◆ PAGE ◆
Robert Darnton
An Early Information Society

Online Discussion Archive: Topic and Reply 3





   Topic: Revolutionary Discontinuity?

   Conf: Discussion of Darnton's Article

   From: David Andress david.andress@port.ac.uk

   Date: Friday, March 17, 2000 09:35 AM

   

   Robert Darnton's excellent piece makes clear a whole host of elements

   within the history of eighteenth-century court-capital relations, and

   shows us the interrelation of what might have been thought to be

   distinct "elite" and "popular" cultures.



   What is most thought-provoking for me, as a historian of the French

   Revolution, is that, while many of the features of Darnton's

   information world quite clearly carry over into the revolutionary

   context, there is a significant extent to which some do not. One key

   feature present in the events he depicts is the acceptance, by

   everyone except the police, of a realm of popular comment on political

   affairs. I have written elsewhere of the extent to which Parisians

   continued to practice such comment, at least into 1791, but as I have

   noted, the revolutionary authorities and revolutionary commentators

   were extremely ambivalent about the legitimacy of such popular

   political voices. (See most recently "The Denial of Social Conflict in

   the French Revolution: Discourses around the Champ de Mars Massacre,

   17 July 1791," _French Historical Studies_ 22, no. 2 [1999]: 183-209;

   and "Press and Public in the French Revolution: A Parisian Case-Study

   from 1791," _European History Quarterly_ 28, no. 1 [1998]: 51-80.)

◆ DIRECTIVE ◆
Copy out the discussion post above on Darnton's article word for word, from start to finish.

◆ EXTRACTED INFORMATION ◆
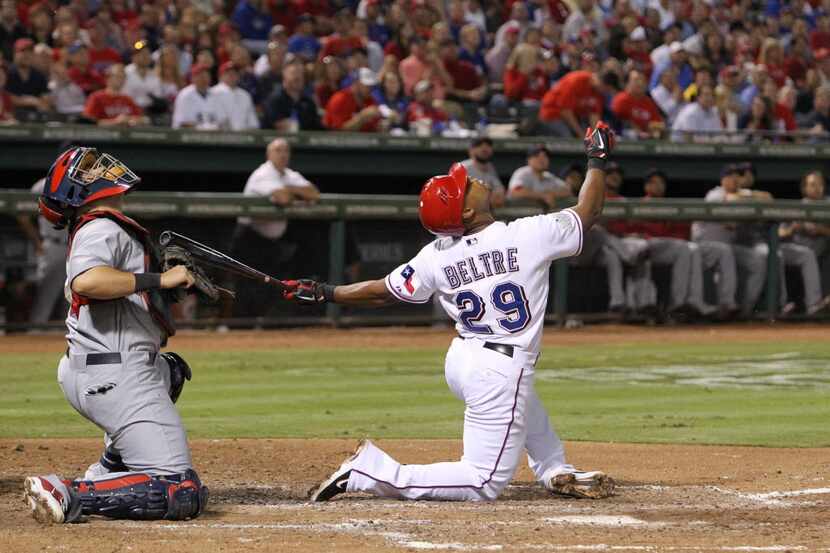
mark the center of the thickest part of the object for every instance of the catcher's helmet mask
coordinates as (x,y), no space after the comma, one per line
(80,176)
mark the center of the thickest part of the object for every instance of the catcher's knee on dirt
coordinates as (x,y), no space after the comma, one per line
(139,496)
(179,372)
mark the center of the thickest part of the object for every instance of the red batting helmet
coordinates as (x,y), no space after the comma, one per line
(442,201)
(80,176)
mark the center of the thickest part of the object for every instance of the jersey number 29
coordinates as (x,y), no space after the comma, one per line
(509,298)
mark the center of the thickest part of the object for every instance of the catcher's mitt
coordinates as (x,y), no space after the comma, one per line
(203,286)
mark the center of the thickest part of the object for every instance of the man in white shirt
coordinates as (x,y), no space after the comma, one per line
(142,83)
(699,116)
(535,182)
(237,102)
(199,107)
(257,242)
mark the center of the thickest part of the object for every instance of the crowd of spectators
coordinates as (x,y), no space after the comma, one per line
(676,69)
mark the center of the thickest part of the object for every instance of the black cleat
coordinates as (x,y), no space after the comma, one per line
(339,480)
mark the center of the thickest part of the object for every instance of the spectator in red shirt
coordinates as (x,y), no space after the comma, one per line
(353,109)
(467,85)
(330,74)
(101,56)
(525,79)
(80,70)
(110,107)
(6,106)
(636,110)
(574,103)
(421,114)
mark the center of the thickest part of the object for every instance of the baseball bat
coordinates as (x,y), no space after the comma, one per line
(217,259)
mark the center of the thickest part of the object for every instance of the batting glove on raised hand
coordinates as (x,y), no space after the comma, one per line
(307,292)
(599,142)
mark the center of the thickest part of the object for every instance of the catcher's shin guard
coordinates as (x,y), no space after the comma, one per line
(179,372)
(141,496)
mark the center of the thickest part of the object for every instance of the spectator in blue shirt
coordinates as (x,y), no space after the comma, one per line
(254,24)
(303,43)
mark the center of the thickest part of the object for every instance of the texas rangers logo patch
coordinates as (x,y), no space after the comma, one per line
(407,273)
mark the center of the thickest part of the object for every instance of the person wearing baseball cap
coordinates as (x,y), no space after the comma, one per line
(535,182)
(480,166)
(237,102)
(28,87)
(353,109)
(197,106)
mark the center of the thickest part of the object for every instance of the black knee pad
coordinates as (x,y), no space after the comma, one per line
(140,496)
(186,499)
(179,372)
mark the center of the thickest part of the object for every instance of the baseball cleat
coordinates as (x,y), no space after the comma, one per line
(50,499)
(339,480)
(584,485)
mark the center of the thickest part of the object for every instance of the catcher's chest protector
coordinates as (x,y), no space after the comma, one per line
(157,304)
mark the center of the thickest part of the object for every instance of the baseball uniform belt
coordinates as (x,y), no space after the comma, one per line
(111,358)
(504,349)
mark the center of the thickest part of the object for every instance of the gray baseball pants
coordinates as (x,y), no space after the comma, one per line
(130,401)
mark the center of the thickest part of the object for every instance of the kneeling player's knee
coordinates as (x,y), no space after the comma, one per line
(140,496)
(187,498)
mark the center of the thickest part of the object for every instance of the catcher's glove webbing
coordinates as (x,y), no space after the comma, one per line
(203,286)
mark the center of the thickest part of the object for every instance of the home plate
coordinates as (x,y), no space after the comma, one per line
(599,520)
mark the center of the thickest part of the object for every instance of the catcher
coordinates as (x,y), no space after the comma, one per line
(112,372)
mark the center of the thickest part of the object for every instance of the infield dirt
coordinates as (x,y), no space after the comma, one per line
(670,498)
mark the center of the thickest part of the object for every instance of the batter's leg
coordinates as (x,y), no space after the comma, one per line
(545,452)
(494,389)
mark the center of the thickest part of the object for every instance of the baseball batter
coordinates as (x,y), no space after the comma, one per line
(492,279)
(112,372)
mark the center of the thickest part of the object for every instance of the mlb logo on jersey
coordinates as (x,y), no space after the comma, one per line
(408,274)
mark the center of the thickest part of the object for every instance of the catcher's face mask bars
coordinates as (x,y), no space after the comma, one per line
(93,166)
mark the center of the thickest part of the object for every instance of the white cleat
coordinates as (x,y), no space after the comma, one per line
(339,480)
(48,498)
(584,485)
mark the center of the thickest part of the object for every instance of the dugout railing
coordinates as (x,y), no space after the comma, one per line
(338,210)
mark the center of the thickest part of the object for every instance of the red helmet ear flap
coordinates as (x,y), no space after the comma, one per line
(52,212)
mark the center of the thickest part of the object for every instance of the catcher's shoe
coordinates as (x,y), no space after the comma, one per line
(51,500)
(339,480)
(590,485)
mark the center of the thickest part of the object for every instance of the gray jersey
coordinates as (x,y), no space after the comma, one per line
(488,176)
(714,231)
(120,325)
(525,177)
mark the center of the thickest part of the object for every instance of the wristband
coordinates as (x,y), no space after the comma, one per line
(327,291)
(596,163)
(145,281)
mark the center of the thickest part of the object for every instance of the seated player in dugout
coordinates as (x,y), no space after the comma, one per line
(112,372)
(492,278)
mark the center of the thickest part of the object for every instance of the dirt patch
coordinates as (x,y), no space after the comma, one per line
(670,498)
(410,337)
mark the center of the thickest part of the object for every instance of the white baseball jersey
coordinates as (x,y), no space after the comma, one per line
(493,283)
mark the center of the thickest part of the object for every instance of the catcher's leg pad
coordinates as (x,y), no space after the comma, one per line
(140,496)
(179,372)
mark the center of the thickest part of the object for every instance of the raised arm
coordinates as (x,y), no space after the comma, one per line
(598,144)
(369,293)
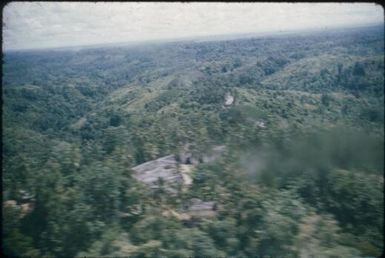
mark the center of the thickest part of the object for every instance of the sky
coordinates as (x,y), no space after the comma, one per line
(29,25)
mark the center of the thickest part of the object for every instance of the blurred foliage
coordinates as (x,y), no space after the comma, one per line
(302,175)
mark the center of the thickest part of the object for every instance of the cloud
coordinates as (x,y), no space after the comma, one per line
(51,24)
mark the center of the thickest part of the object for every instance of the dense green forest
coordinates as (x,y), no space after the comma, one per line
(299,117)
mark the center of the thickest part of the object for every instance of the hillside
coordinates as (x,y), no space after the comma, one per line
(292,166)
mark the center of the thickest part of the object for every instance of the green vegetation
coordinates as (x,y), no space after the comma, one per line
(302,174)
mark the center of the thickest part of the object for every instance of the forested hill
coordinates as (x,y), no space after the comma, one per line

◆ SOLUTION FOR THIS PROBLEM ◆
Robert Darnton
An Early Information Society

Online Discussion Archive: Topic and Reply 3





   Topic: Revolutionary Discontinuity?

   Conf: Discussion of Darnton's Article

   From: David Andress david.andress@port.ac.uk

   Date: Friday, March 17, 2000 09:35 AM

   

   Robert Darnton's excellent piece makes clear a whole host of elements

   within the history of eighteenth-century court-capital relations, and

   shows us the interrelation of what might have been thought to be

   distinct "elite" and "popular" cultures.



   What is most thought-provoking for me, as a historian of the French

   Revolution, is that, while many of the features of Darnton's

   information world quite clearly carry over into the revolutionary

   context, there is a significant extent to which some do not. One key

   feature present in the events he depicts is the acceptance, by

   everyone except the police, of a realm of popular comment on political

   affairs. I have written elsewhere of the extent to which Parisians

   continued to practice such comment, at least into 1791, but as I have

   noted, the revolutionary authorities and revolutionary commentators

   were extremely ambivalent about the legitimacy of such popular

   political voices. (See most recently "The Denial of Social Conflict in

   the French Revolution: Discourses around the Champ de Mars Massacre,

   17 July 1791," _French Historical Studies_ 22, no. 2 [1999]: 183-209;

   and "Press and Public in the French Revolution: A Parisian Case-Study

   from 1791," _European History Quarterly_ 28, no. 1 [1998]: 51-80.)